**What you have to do**: Return the lines of the data below starting at the one holding "Where can the steep" and ending at the one holding "Where can the white", word for word, leaving every picture out.

=== Section Start ===

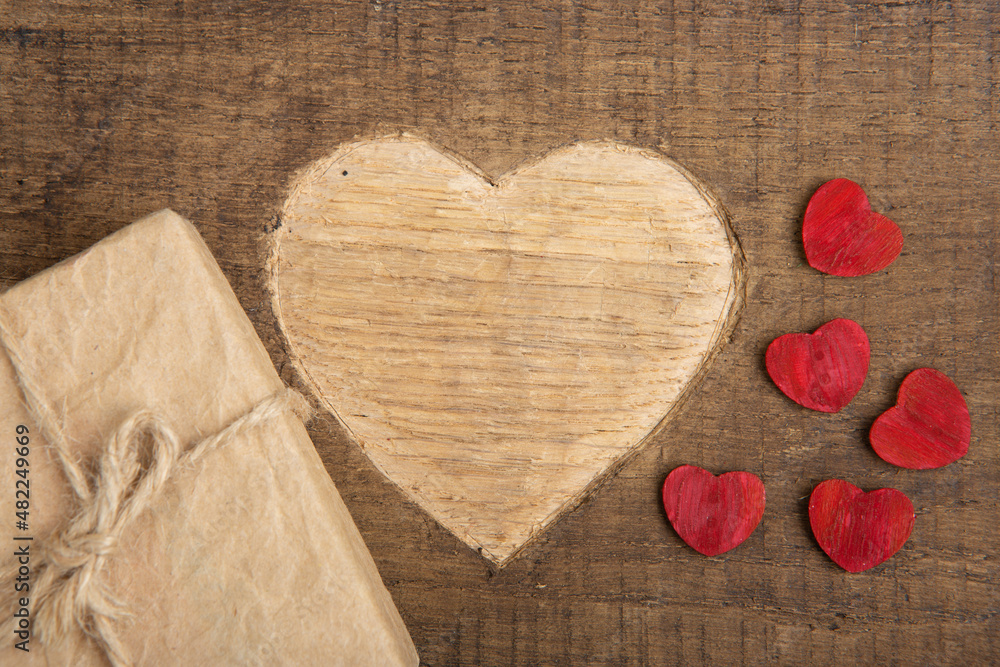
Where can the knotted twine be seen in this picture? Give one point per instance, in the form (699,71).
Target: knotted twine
(69,593)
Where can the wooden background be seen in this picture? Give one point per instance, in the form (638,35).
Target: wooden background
(109,111)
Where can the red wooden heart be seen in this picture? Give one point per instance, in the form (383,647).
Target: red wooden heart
(823,370)
(843,236)
(928,428)
(859,530)
(713,514)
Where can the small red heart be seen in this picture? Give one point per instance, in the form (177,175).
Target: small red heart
(928,428)
(843,236)
(823,370)
(713,514)
(859,530)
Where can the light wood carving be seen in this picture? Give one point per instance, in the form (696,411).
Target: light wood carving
(497,347)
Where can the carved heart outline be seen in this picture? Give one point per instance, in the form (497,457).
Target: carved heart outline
(500,549)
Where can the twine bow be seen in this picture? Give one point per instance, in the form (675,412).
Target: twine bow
(69,593)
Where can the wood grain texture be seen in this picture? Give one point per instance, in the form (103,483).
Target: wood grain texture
(110,111)
(498,347)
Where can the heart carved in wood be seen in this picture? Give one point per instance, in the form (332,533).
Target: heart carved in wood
(497,347)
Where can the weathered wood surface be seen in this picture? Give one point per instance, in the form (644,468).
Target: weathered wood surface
(110,111)
(499,348)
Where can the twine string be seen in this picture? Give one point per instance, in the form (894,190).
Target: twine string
(69,592)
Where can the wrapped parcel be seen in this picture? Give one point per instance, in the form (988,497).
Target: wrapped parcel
(176,512)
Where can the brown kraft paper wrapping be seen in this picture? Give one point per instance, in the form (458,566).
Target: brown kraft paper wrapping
(247,555)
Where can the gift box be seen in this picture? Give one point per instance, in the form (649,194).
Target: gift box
(163,504)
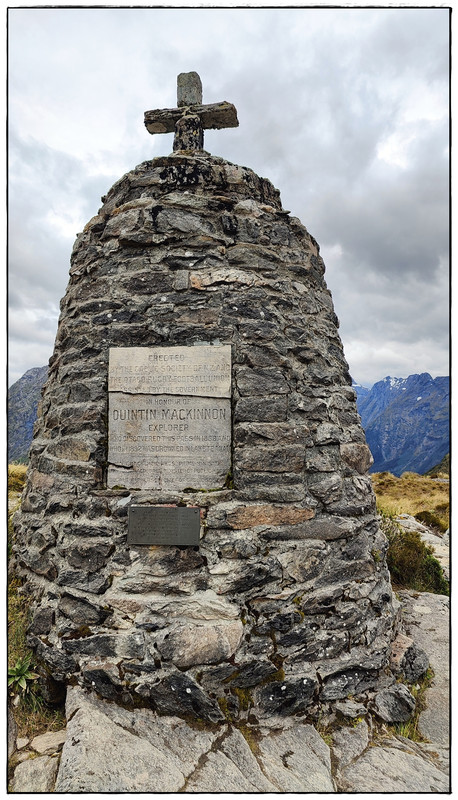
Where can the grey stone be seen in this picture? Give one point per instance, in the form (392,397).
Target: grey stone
(394,704)
(349,743)
(209,262)
(179,695)
(287,696)
(414,664)
(391,769)
(48,743)
(350,709)
(81,611)
(42,622)
(35,775)
(181,743)
(208,643)
(426,621)
(296,760)
(99,756)
(189,89)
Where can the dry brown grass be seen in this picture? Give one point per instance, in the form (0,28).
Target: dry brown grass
(418,495)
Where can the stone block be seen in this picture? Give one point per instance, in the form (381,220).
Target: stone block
(394,704)
(272,409)
(250,516)
(189,645)
(35,775)
(357,456)
(259,382)
(48,743)
(297,760)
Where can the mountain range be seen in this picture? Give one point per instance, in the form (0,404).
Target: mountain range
(23,397)
(406,420)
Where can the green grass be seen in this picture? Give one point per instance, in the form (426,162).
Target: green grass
(410,561)
(30,711)
(417,495)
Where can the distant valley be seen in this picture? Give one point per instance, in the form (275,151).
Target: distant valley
(406,419)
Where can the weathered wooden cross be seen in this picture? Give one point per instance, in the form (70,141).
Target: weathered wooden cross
(191,117)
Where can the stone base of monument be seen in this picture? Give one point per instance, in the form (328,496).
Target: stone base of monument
(348,749)
(198,374)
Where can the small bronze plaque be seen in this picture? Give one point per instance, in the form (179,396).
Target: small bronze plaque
(174,525)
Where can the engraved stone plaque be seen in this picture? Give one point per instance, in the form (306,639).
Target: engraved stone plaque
(150,525)
(203,371)
(169,417)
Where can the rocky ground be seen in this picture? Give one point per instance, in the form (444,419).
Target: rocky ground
(105,748)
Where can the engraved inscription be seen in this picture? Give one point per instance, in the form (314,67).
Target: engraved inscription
(167,440)
(198,371)
(151,525)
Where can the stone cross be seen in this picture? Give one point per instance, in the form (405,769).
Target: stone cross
(191,117)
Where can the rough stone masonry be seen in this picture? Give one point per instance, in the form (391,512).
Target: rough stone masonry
(286,602)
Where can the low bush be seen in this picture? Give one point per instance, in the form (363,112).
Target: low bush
(418,495)
(411,562)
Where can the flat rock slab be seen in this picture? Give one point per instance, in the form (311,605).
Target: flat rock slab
(426,621)
(395,766)
(297,760)
(35,775)
(110,749)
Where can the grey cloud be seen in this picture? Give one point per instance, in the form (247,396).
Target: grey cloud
(317,91)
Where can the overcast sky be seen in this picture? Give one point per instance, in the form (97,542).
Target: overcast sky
(344,110)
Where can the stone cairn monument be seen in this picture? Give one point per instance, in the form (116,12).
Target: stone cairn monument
(198,528)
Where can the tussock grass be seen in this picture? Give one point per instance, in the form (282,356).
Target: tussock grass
(30,711)
(417,495)
(410,561)
(16,477)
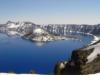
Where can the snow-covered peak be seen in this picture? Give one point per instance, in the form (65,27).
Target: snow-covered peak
(39,31)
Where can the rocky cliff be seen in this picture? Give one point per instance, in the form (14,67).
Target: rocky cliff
(79,65)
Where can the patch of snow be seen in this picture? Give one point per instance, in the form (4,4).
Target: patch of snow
(94,54)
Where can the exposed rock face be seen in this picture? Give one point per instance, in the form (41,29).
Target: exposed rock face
(78,64)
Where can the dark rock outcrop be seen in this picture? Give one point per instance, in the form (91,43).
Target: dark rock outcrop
(78,64)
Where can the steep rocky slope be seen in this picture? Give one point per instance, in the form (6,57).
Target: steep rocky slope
(83,61)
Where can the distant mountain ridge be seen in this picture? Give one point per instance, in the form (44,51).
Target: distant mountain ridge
(60,29)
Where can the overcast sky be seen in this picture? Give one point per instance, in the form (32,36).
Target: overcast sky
(51,11)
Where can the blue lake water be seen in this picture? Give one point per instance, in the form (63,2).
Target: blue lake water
(22,56)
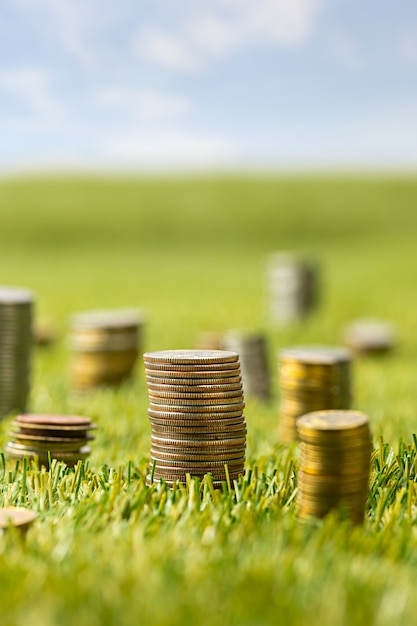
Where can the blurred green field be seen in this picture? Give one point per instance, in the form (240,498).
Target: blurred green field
(192,253)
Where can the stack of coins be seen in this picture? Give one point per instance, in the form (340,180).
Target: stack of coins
(334,463)
(292,284)
(62,437)
(16,309)
(105,347)
(311,379)
(370,336)
(196,414)
(253,357)
(16,517)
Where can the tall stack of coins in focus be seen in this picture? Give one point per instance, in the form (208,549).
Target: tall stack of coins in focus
(64,437)
(334,463)
(312,378)
(196,414)
(105,347)
(292,286)
(16,310)
(253,357)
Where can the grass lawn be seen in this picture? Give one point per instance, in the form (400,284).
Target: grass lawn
(192,253)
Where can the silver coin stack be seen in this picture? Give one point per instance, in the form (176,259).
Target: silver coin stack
(196,414)
(16,311)
(253,357)
(292,287)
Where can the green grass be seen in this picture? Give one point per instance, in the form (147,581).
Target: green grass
(192,253)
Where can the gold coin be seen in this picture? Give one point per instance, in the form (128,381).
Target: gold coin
(186,400)
(232,407)
(186,357)
(195,389)
(177,416)
(333,421)
(190,383)
(54,421)
(316,355)
(231,441)
(16,516)
(205,466)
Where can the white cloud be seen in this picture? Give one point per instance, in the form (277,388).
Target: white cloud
(173,149)
(222,27)
(407,47)
(31,87)
(142,103)
(347,51)
(166,50)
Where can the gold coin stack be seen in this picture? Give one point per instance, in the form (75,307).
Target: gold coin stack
(335,454)
(369,336)
(105,347)
(62,437)
(311,379)
(292,286)
(196,414)
(253,357)
(16,310)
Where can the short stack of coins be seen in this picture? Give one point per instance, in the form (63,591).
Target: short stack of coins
(292,286)
(311,379)
(196,413)
(253,357)
(370,336)
(105,347)
(61,437)
(335,454)
(16,311)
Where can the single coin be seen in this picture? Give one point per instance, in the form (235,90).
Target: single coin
(190,383)
(190,356)
(185,457)
(176,416)
(232,407)
(53,420)
(199,367)
(314,354)
(192,402)
(206,466)
(16,516)
(199,424)
(181,474)
(192,396)
(232,441)
(332,421)
(195,389)
(194,374)
(194,435)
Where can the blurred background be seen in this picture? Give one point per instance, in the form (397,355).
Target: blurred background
(219,84)
(156,154)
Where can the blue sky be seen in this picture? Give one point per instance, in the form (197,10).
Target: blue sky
(168,84)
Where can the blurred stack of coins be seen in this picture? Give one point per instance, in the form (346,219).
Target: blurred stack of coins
(253,357)
(64,437)
(311,379)
(16,517)
(335,459)
(105,347)
(293,286)
(370,336)
(196,414)
(16,310)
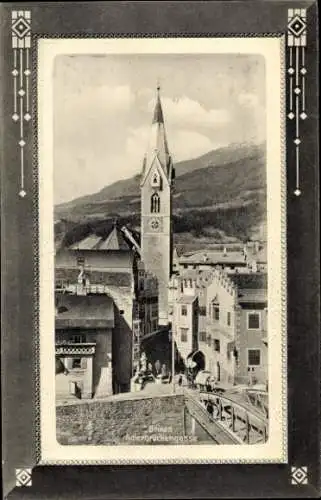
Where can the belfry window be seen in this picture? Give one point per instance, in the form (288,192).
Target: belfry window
(155,203)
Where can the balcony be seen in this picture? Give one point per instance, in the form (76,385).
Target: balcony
(216,329)
(68,348)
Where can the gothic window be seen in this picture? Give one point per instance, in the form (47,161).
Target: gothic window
(156,180)
(253,357)
(215,311)
(184,332)
(253,321)
(155,203)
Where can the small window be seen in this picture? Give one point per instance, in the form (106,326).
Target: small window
(155,203)
(76,363)
(202,336)
(202,311)
(253,321)
(254,357)
(216,345)
(78,339)
(184,332)
(216,312)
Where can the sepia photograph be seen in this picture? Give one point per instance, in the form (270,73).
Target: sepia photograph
(163,208)
(160,249)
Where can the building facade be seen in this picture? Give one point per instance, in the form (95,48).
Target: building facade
(156,210)
(84,328)
(96,267)
(228,312)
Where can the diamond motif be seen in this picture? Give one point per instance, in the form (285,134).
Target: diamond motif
(21,27)
(296,26)
(23,476)
(299,475)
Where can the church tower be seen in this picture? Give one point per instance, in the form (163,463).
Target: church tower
(156,209)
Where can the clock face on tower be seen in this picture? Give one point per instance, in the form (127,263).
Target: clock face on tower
(155,224)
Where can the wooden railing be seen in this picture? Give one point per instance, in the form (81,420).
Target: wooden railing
(241,418)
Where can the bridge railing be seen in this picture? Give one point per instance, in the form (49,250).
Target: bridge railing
(246,422)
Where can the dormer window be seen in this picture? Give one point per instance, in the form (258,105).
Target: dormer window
(155,203)
(156,180)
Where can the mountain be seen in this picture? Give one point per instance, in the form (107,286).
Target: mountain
(219,194)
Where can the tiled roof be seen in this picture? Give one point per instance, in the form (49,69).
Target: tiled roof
(252,295)
(84,311)
(115,240)
(212,257)
(187,299)
(249,281)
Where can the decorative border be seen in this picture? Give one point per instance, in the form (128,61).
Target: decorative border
(297,41)
(283,354)
(23,477)
(299,475)
(21,43)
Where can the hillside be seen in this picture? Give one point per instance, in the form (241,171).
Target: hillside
(217,196)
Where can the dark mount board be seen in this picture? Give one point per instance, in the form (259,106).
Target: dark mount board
(19,281)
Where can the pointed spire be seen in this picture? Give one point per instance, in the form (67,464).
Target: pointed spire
(158,112)
(158,146)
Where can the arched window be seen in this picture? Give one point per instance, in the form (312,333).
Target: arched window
(155,203)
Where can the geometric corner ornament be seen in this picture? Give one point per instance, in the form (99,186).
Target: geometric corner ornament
(21,72)
(23,477)
(296,42)
(299,475)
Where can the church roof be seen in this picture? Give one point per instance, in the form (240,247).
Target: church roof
(84,311)
(114,240)
(158,146)
(158,112)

=== Section End ===

**Task answer**:
Where can the steep rocky slope be seen in this picture? Give one point per instance, in the form (6,57).
Target: steep rocky slope
(83,61)
Where can the distant mountain ridge be seen in this picture? Give one point per instance, in the form (44,51).
Target: distant mountain ridge
(60,29)
Where can the overcast sky be seen in this picture? Give one point per instance, in the form (32,36).
Target: overcast sky
(51,11)
Where can the blue lake water be seen in this picture? Give one point per instance, in the form (63,2).
Target: blue lake water
(22,56)
Where can the blurred green field be seen in this picture? Give one point per instance, in the form (240,498).
Target: blurred green field
(192,253)
Where can the stack of coins be seen in this picture? Give one point per instance, in the form (340,180).
Target: stack of coins
(334,463)
(292,284)
(62,437)
(16,309)
(105,347)
(311,379)
(370,336)
(196,414)
(253,357)
(16,517)
Where can the tall stack of coins in focus be seen in this picture? Give one point per instance, in the form (208,549).
Target: tall stack of coins in focus
(64,437)
(334,463)
(312,378)
(196,414)
(105,347)
(292,286)
(16,310)
(253,357)
Where can the grass lawn be seen in this picture? Give one point per instance, in the form (400,284).
Target: grass lawn
(192,253)
Where can the silver coin stack be seen in this picture? Give one point per instance, in the form (176,259).
Target: silver coin stack
(196,414)
(16,311)
(253,357)
(292,287)
Where can the green grass be seen in this picture? Give one point per instance, in the form (147,581).
Target: green grass
(192,253)
Where can the gold coin be seen in this picture? Give one point per instance, in the form (128,381).
Target: gold coin
(186,400)
(232,407)
(186,357)
(195,389)
(177,416)
(333,421)
(190,383)
(54,421)
(316,355)
(231,441)
(16,516)
(205,466)
Where can the white cloud be seen in this picture? Give one point per instance, in the form (277,388).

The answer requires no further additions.